== Activities ==
1. From the article on hiking, give back the passage starting with "There is significant" and going on through "do you relax?".
2. Summarize the article on hiking in two sentences.
3. Carry the article on hiking forward from its final sentence.

== Text provided ==
By: Emily Benito

Photo by Emily Benito

There is significant turmoil in the world today. If you’re anything like a normal human being, you’re overwhelmed, nervous, stressed out. How do you relax? 

Hiking. That’s how you can de-stress. Let’s start this off with a reason to get out and hike: we have a vast world of nature to explore and be grateful for. We have many National Parks and forests. We should be experiencing these wonders. The great outdoors of your neighborhood is perfect too if you have good places to walk! Enjoying nature will lead to preserving it for ourselves and for generations to come. Who wouldn’t want to see the giant redwoods of California, or the vast plains in Montana? What about the tall mountains in Utah and the running water of Niagara Falls? Well the only way you’re going to do it is by pausing the season you’re about to watch on Netflix and getting your bum outside. 

Hiking is the perfect way to get out of your head and into your life. It is a way to disconnect from Facebook, Instagram and Snapchat, which we all know we are addicted to. Here’s the good thing: the worries of the world melt away when you’re surrounded by trees. Stressful thoughts wash away at the sound of a creek or stream. Sydney Voss, an avid outdoors woman and college student, says that it is important to find a way to unplug and be alone. She advises people during this time of change, “Think about places you wouldn’t normally think about going to. It’s important to find a way to get outside.” 

Photo by Emily Benito

Hiking is a great activity because you can get somewhere where people can’t reach you. Humans are social creatures, but sometimes we have to disconnect. We need to recharge and chill out. Hiking, walking, running, surfing or swimming are brilliant activities for this! It gives you time to think and ponder. It is time to completely ignore the problems in your world and experience something else. Seeing nature and what is right in front of you seems like an easy task, but many of us choose not to do it. 

“Start small and you’ll probably feel some benefits from that,” Voss said. “I would not have been able to handle this [pandemic] if I didn’t have the outlet of going to the beach.” 

We read books about adventures, right? The Hobbit, for example, has a huge following. It is about adventure and pushing your limits. We love these books because they show perseverance and help us imagine a complete and utterly different world than we are used to living in. Huge mountains and vast forests, beautiful streams and endless meadows. I promise you that if you get outside and go for a hike, you will see landscapes akin to those in the novels. It just takes getting outside to go on your own adventure. Crazy, right? You could be the next Bilbo Baggins!

== Given entries ==
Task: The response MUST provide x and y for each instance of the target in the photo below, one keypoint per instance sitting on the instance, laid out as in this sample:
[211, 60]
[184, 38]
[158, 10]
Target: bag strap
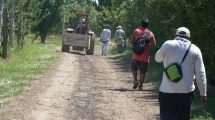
[185, 55]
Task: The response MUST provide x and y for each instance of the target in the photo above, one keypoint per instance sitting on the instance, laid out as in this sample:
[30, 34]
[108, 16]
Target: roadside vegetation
[200, 111]
[23, 65]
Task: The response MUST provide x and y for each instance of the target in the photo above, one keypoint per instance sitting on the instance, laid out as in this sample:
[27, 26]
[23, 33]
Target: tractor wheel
[65, 48]
[77, 48]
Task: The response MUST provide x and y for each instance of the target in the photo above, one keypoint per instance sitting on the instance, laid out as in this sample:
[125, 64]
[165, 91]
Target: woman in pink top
[141, 61]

== Expected results ==
1.
There is significant turmoil in the world today. If you’re anything like a normal human being, you’re overwhelmed, nervous, stressed out. How do you relax?

2. The article presents hiking as a way to relax and de-stress amid today's turmoil, since it lets people explore nature, disconnect from social media, and recharge. College student Sydney Voss advises finding a way to get outside and starting small, and the article likens going on a hike to the adventures in books such as The Hobbit.

3.
As well as clearing the mind and embarking on adventures of your own, hiking is good for the body. Physical health is tied to mental health. Hiking in the outdoors brings fresh air into your lungs. Hiking is also linked to a decreased risk of heart disease and builds strength throughout your body. 

Humans are meant to be out in nature. It is our natural instinct to adapt and enjoy the outdoors. 

“Research shows that hiking has a positive impact on combating the symptoms of stress and anxiety,” Gregory A. Miller, president of the American Hiking Society, said. “Being in nature is ingrained in our DNA, and we sometimes forget that.”

Hiking isn’t the only way to get out in nature. Running on trails is another great way to boost the health of your body and mind. Getting into a zone while running on the trails is euphoric. It is calm, and even if you are with a partner, it’s relaxing to be outdoors. 

Photo by Emily Benito

Getting outside for a walk is another way to clear your mind. Lauren Buehler, a sophomore at the University of Alabama, says that in her neighborhood in Fulshear, Texas, she likes to get out and walk.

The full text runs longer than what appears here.